__Tasks and exercises__
**a.** Translate this sentence from the article below on the making of Hellblade into Spanish: "Hellblade is built on Epic Games' Unreal Engine."
**b.** Report every line of the listing below that contains the string "shadow". Case counts.

__Source excerpt__
•••

Partway through development, Ninja Theory realized that it needed a higher resolution face scan of Juergens. The team reached out to 3Lateral, a company in Serbia specializing in 3D scanning and character rigging, which is the underlying skeleton, or puppet strings needed to power a virtual person. Antoniades was up front and explained that the team had a modest budget but wanted to make the best character in the industry. "People respond well to that kind of thing, because they want to show off their stuff as being the best as well," he explains.

Coincidentally, 3Lateral had been developing a new, prototype scanning system in secret. It was at this stage that Antoniades asked Juergens, who had been a stand-in actress for the project, whether she wanted to play Senua in the final game. She agreed, and the team quickly booked a flight to the Balkans. "It was cutting-edge tech," Antoniades says. "It was just unproven at the time, and we were the guinea pigs. But it worked beautifully. The detail was just incredible."

"It was just unproven at the time, and we were the guinea pigs. But it worked beautifully. The detail was just incredible."

Next, the company turned to Cubic Motion, a team in Manchester focused on computer vision. Its technology serves as a middleman in performance capture, tracking and analyzing the actor's face while she performs in the studio. The resulting data -- a 3D point cloud, consisting of roughly 200 virtual markers -- is then read and replicated by the digital rig controlling Senua's face in the game. The best part is that Cubic Motion can gather this data with video footage alone, removing the need to plaster the actor's face with Ping-Pong balls or crosses.

"We can track 30 to 40 points just on the inside of the lips, and you could never get any of that from an optical-based system," David Barton, a producer at Cubic Motion, explains. His team has worked with 3Lateral before, combining its computer vision system -- known in the industry as a facial solver -- with the latter's rigs. It's a perfect partnership; after all, granular facial tracking is pointless if the rig powering the digital character isn't capable of replicating the same subtleties.

Hellblade is built on Epic Games' Unreal Engine. In early 2016, Kim Libreri, the company's CTO, visited Ninja Theory's offices to see how its latest project was progressing. Before joining Epic, Libreri was Chief Strategy Officer at Lucasfilm and worked on visual effects for more than 25 films, including The Matrix, Speed Racer, Poseidon and Super 8. "He invented bullet time in The Matrix," Antoniades says simply. "But he's not one of these hotshot, Hollywood-type people who look down on games. He's a lifelong gamer who sees video games as being at the cutting edge of innovation."

•••

__Working data__
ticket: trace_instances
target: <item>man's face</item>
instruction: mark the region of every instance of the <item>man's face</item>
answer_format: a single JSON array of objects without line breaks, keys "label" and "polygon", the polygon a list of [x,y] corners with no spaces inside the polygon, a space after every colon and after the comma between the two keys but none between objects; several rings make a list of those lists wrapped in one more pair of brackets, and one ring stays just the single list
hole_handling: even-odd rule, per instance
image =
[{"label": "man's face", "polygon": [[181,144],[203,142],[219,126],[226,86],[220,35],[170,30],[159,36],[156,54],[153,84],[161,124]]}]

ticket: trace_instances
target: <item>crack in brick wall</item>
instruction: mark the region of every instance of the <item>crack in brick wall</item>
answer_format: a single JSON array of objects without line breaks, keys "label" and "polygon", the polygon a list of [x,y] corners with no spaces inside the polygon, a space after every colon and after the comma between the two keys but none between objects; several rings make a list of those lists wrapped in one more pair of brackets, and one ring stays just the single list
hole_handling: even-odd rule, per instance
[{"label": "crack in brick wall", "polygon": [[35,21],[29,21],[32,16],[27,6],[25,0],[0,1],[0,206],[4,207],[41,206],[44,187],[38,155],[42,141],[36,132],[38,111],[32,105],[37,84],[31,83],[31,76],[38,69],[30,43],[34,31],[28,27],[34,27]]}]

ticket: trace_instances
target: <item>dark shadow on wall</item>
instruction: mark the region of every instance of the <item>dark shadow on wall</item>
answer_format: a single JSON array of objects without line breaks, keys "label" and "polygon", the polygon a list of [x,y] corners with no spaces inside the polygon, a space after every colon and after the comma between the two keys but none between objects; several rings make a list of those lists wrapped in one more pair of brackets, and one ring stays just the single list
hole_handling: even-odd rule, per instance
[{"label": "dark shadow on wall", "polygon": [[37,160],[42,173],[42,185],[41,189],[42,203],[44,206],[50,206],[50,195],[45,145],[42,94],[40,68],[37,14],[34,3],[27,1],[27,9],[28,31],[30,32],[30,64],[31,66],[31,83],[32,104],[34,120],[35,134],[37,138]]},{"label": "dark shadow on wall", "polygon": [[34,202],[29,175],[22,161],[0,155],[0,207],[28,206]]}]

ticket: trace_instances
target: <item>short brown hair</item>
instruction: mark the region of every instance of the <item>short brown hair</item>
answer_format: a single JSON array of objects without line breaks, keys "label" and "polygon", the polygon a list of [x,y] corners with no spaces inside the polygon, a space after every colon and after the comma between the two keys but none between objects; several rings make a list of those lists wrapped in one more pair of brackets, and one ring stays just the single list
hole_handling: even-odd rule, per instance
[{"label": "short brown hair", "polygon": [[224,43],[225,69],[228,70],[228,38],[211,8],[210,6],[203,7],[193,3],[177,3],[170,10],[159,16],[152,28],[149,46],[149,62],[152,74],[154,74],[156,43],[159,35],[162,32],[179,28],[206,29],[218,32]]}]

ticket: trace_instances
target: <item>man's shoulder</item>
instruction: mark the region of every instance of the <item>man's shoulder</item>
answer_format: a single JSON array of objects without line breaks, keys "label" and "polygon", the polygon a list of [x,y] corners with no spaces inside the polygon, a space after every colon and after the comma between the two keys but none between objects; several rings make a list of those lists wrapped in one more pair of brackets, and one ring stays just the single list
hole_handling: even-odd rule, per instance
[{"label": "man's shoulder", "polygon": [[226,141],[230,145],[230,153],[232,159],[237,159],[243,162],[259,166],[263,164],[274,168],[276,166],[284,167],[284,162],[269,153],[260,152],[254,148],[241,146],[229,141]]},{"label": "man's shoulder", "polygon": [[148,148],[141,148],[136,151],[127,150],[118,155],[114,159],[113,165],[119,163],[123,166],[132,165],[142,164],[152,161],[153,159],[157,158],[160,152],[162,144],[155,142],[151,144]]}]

•••

__Answers__
**a.** Hellblade está construido sobre Unreal Engine de Epic Games.

**b.**
target: <item>dark shadow on wall</item>
instruction: mark the region of every instance of the <item>dark shadow on wall</item>
[{"label": "dark shadow on wall", "polygon": [[37,160],[42,173],[42,185],[41,189],[42,203],[44,206],[50,206],[50,195],[45,145],[42,94],[40,68],[37,14],[34,3],[27,1],[27,9],[28,31],[30,32],[30,64],[31,66],[31,83],[32,104],[34,120],[35,134],[37,138]]},{"label": "dark shadow on wall", "polygon": [[34,202],[29,175],[22,161],[0,155],[0,207],[28,206]]}]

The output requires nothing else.